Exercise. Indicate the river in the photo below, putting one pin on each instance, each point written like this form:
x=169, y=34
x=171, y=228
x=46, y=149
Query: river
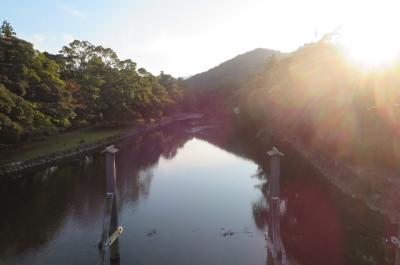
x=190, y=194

_ _ _ _ _

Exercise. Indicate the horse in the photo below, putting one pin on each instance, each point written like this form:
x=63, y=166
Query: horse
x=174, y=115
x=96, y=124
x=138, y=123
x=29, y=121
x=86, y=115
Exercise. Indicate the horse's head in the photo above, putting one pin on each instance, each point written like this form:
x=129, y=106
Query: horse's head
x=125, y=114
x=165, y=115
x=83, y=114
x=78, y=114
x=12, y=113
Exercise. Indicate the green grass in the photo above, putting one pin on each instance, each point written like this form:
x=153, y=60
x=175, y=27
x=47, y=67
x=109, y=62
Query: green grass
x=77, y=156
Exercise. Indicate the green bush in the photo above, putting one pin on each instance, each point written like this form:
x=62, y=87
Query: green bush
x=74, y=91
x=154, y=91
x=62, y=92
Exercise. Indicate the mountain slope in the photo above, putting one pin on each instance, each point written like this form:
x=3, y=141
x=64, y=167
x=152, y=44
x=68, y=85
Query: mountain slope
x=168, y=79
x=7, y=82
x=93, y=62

_ _ _ _ _

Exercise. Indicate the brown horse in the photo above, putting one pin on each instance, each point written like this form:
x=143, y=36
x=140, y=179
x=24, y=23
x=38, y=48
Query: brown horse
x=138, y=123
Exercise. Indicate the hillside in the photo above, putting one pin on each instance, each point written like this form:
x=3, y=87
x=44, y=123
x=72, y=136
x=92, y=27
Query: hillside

_ _ _ _ _

**Problem to solve**
Count the lines above that contain the string "hillside", matching case exactly, and give only that number.

**Finished task**
2